Copy all data exactly. Skip pictures.

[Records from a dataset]

────────────────

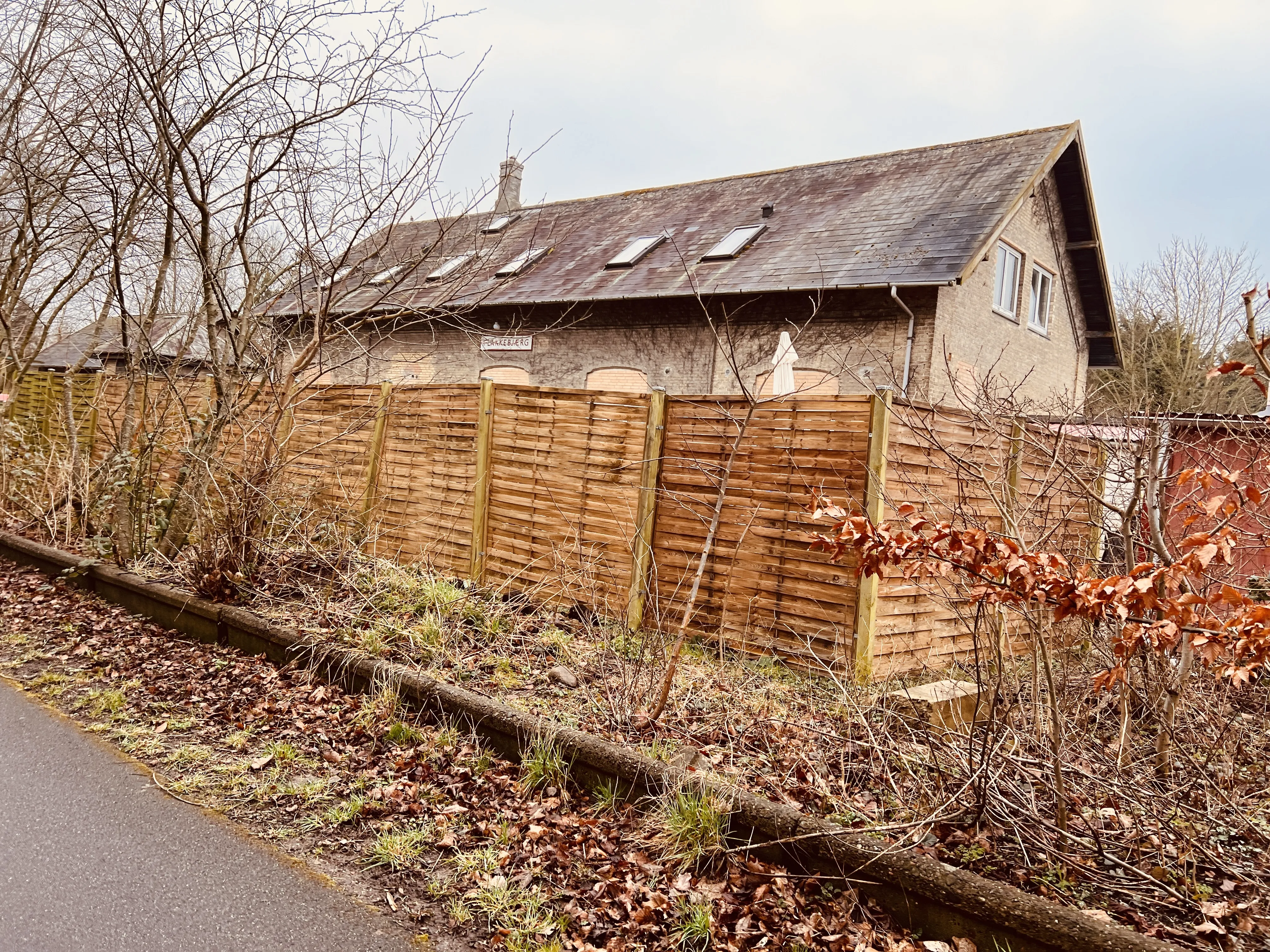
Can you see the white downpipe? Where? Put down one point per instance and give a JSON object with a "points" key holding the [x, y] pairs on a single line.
{"points": [[908, 347]]}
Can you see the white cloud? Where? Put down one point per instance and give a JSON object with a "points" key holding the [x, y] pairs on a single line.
{"points": [[1173, 96]]}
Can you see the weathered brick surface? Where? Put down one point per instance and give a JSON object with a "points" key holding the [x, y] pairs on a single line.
{"points": [[856, 337], [973, 341]]}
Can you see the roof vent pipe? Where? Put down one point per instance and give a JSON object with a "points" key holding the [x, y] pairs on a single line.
{"points": [[908, 347], [510, 173]]}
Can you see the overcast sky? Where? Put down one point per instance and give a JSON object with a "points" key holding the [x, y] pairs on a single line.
{"points": [[1173, 96]]}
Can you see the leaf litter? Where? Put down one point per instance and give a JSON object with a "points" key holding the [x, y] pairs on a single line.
{"points": [[441, 833]]}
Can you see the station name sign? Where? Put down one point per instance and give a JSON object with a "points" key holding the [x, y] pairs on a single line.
{"points": [[510, 343]]}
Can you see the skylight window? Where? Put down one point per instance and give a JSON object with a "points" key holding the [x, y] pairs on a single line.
{"points": [[389, 275], [636, 251], [338, 275], [451, 266], [500, 224], [736, 242], [521, 262]]}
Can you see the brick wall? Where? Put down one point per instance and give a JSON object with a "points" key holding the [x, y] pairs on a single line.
{"points": [[973, 343], [854, 337]]}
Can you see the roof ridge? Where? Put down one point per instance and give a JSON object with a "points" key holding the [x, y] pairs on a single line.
{"points": [[785, 169]]}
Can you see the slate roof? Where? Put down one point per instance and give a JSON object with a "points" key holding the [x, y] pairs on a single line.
{"points": [[171, 339], [915, 218]]}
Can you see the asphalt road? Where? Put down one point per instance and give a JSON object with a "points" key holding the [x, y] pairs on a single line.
{"points": [[93, 857]]}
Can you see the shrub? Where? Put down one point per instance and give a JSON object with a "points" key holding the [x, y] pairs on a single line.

────────────────

> Task response:
Can you see the white downpipe? Where? Put down one point per instance and give a JSON object with a "points" key holding the [x, y] pairs on a single line.
{"points": [[908, 347]]}
Can you see the white cloud? Where? Put down one point per instance and give a JSON object with a "points" key holding the [x, y] pairs on a single line.
{"points": [[1173, 96]]}
Can you see the weathered brick surface? Where? Put down one point per instance and give a JSON object with a "points" key holding the [x, y] pairs on a single line.
{"points": [[856, 337], [973, 341]]}
Can you see the roof vent pipe? Where? Put down one point per instance and give a JSON object with a "points" key holding the [x, y] pairs on a single line.
{"points": [[908, 347], [510, 173]]}
Can you see the overcast sky? Where? Put down one point per instance and give a JSON object with a "points" key holding the [x, y] pairs on a single line.
{"points": [[1173, 96]]}
Can you see the leaf litter? Where? Put down one point per instance and give a JSON object with a "points" key holding the [x, y] pairs on a single line.
{"points": [[441, 833]]}
Can you see the station name sign? Where? Put down one point per instance and give a JSON object with a "points" key holding the [x, y] pairs on a single line.
{"points": [[510, 343]]}
Can you see the skylight window? Where? Put down one point per instance and give a JSON object with a "points" key holding the [x, y] pairs on a single line.
{"points": [[389, 275], [636, 251], [338, 275], [451, 266], [500, 224], [736, 242], [521, 262]]}
Can you see the brick wall? Where? Put down one point per instance and give a JSON object with a "points" key holding the [x, y] pairs on a single line.
{"points": [[973, 343], [854, 337]]}
Can you see the roof ridge? Where? Put down one point per instance and give a JSON object with a "points" key holding the [x, y] pairs on a single line.
{"points": [[785, 169]]}
Can you see the slate roof? Where? Put down one point per instance and give a JSON object with a "points" key holding the [x, y] pairs on a single line.
{"points": [[171, 339], [915, 218]]}
Can you see the asphalt road? Where? Put down one point per instance and give a JSON object with a "points" key holding the [x, y] pairs on a single line.
{"points": [[93, 857]]}
Can you see the shrub? Where? Put down one point per instance and give a JSON object with a "points" key holding the [x, y] pairs on a single line.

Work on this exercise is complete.